> _Problem_: All entries are to be repeated exactly as shown below.

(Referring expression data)
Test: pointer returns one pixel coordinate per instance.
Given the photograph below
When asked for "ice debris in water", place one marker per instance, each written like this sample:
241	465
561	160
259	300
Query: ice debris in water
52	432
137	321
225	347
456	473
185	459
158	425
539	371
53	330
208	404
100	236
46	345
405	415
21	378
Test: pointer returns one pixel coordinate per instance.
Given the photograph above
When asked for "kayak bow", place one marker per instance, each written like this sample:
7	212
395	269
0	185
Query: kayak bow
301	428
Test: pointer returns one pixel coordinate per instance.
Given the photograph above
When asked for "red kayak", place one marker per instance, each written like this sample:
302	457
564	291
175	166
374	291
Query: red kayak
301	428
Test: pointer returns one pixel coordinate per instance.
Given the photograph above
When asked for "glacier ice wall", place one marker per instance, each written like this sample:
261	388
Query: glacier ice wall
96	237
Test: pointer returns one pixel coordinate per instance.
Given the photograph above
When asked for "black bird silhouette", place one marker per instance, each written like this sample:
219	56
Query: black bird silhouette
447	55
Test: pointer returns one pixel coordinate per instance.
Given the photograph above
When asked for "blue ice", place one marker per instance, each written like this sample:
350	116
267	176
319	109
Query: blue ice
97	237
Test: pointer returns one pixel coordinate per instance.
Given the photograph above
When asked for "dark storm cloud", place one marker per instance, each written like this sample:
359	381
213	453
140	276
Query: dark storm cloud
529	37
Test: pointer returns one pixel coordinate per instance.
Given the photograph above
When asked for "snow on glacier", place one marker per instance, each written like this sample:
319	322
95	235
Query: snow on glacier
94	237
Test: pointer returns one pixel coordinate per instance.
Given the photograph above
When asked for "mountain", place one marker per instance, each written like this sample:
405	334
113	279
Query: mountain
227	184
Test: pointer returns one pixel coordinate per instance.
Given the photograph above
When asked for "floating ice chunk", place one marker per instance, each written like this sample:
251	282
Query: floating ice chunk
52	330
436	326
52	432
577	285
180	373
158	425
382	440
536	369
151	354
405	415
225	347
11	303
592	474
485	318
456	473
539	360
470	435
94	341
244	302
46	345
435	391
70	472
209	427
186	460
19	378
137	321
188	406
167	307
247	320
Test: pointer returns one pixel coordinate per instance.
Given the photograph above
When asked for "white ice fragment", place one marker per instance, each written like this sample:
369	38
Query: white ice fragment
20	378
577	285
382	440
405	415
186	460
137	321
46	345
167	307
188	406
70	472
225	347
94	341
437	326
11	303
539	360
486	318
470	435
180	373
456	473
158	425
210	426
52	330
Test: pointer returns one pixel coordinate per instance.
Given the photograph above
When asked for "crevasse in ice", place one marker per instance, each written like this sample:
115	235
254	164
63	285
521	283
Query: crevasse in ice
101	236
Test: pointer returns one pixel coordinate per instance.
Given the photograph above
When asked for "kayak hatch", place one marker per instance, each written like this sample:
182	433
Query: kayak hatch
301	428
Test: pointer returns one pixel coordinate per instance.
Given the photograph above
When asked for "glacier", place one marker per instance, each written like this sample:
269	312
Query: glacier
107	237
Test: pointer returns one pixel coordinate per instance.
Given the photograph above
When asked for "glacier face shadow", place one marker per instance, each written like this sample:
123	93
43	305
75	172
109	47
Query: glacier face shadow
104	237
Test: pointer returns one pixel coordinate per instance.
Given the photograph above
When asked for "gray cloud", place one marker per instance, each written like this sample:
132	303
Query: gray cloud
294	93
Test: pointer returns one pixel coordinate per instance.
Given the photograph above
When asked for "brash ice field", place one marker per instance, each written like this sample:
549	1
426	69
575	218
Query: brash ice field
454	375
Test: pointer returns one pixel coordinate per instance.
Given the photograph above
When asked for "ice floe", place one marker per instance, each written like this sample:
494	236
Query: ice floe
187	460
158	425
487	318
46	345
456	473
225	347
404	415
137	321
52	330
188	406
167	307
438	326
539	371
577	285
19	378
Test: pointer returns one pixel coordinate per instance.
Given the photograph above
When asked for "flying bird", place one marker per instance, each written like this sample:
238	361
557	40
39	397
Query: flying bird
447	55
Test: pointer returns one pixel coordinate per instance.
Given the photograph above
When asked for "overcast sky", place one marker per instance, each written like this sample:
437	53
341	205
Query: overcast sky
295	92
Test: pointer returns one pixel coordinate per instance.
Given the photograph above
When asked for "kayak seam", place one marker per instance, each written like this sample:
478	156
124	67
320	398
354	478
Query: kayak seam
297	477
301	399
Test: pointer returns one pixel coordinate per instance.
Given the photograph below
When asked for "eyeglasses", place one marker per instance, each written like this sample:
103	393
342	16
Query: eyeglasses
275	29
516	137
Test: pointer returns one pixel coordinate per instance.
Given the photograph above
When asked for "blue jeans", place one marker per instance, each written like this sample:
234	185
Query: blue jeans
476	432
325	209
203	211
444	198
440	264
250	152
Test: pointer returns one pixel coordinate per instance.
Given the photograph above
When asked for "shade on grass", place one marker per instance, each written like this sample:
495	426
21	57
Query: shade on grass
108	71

> _Answer space_:
Test: pointer returns one pixel coordinate per instance.
Given the photograph below
When asked for "ice debris in water", place one marker per instance, each written like this sample:
241	465
561	160
259	300
Query: ice debris in water
52	432
137	321
225	347
456	473
185	459
158	425
539	371
53	330
208	404
100	236
46	345
405	415
21	378
Test: pointer returns one pixel coordinate per instance.
Given the photograph above
When asked for "kayak bow", place one marker per instance, each written like this sample:
7	212
395	269
0	185
Query: kayak bow
301	428
Test: pointer returns one pixel coordinate per instance.
Given the photograph above
When asked for "red kayak", place one marker per instance, each written like this sample:
302	457
564	291
175	166
374	291
Query: red kayak
301	428
Test: pointer returns one pixel coordinate per instance.
Given the photograph above
When asked for "glacier ice wall", place one marker per instance, each written like this sample:
261	388
Query: glacier ice wall
96	237
Test: pointer returns one pixel coordinate per instance.
Given the photograph above
When asked for "black bird silhouette", place one marker per instance, each written like this sample:
219	56
Query: black bird silhouette
447	55
Test: pointer returns one pixel coordinate per instance.
Given the photograph above
When asked for "blue ice", place one marker per instance, each written like this sample:
350	116
267	176
319	109
Query: blue ice
97	237
Test: pointer returns one pixel coordinate per instance.
Given the photograph above
When asked for "dark storm cloud", place one marker per instance, each written like this sample:
359	381
213	453
140	276
Query: dark storm cloud
529	37
Test: pointer returns one pixel coordinate per instance.
Given the photograph above
When asked for "snow on glacier", place one marker per instance, each written like this sample:
319	322
95	235
Query: snow on glacier
94	237
Test: pointer returns one pixel coordinate per instance.
Given the photograph above
When asked for "mountain", place one marker per instance, each written like this sample:
405	334
113	279
Query: mountain
227	184
Test: pointer returns one pixel coordinate per instance.
Given the photograph above
When asked for "floating ice chunk", place one marker per instance, each written like this sample:
251	282
Query: floating ice chunk
52	330
436	326
52	432
577	285
180	373
158	425
382	440
536	369
151	354
405	415
225	347
11	303
592	474
485	318
456	473
539	360
470	435
94	341
244	302
46	345
435	391
70	472
209	427
186	460
19	378
137	321
188	406
167	307
247	320
Test: pointer returns one pixel coordinate per instance.
Given the photograph above
When asked for "white ice fragment", place one marker per instance, each written like this sample:
369	38
Query: white ice fragment
20	378
577	285
382	440
405	415
186	460
137	321
46	345
167	307
188	406
70	472
225	347
94	341
437	326
11	303
539	360
486	318
470	435
180	373
456	473
158	425
210	426
52	330
Test: pointer returns one pixel coordinate per instance.
Given the photograph above
When asked for "crevasse in ice", place one marker per instance, each written like this sample:
115	235
254	164
63	285
521	283
Query: crevasse in ice
101	236
Test: pointer returns one pixel coordinate per instance.
Given the photograph above
When asked for "kayak hatch", place one marker per instance, each written like this sample:
182	433
Query: kayak hatch
301	428
Test: pointer returns one pixel coordinate per instance.
Given the photograph above
When asked for "glacier", place one marker per instance, each written like this sample:
269	312
Query: glacier
107	237
Test: pointer returns one pixel coordinate per instance.
Given the photograph above
When asked for "glacier face shadow", place one marker per instance, each written like this sample:
123	93
43	305
75	172
109	47
Query: glacier face shadow
104	237
Test: pointer returns one pixel coordinate per instance.
Given the photograph above
When asked for "gray cloud", place one marker per instance, each written like this sample:
132	303
Query: gray cloud
294	93
Test: pointer returns one pixel coordinate per instance.
Given the photograph above
When asked for "brash ice field", place one marker per instance, each written like this sample:
549	1
426	69
575	218
Query: brash ice field
454	375
Test: pointer returns one pixel coordinate per instance.
Given the photograph above
When asked for "ice floe", place one marker per instance, each written like this sample:
494	236
Query: ice floe
187	460
158	425
487	318
46	345
456	473
225	347
404	415
137	321
52	330
188	406
167	307
438	326
539	371
577	285
19	378
Test: pointer returns one pixel coordinate per instance.
Given the photograph above
When asked for "flying bird", place one marker per instance, each written like this sample:
238	361
557	40
39	397
Query: flying bird
447	55
Test: pointer returns one pixel coordinate per instance.
Given the photograph above
When asked for "overcast sky", place one marker per instance, each written like this sample:
437	53
341	205
Query: overcast sky
295	92
Test: pointer returns one pixel coordinate per instance.
Given the photograph above
When asked for "kayak seam", place one marker per instance, each written like this sample:
478	156
124	67
320	398
354	478
Query: kayak seam
297	477
301	399
Test: pointer returns one pixel coordinate per instance.
Given the photograph below
When asked for "eyeglasses", place one marker per instance, each written like this sample:
103	393
342	16
Query: eyeglasses
275	29
516	137
Test: pointer returns one pixel coordinate per instance.
Given the photograph above
When asked for "blue jeans", place one marker per instance, each written like this sample:
234	185
Query: blue jeans
476	432
325	209
203	211
444	198
440	264
250	152
Test: pointer returns one pixel coordinate per instance.
Given the photograph above
When asked for "shade on grass", place one marker per instance, each written like this sample:
495	426
21	57
Query: shade on grass
108	71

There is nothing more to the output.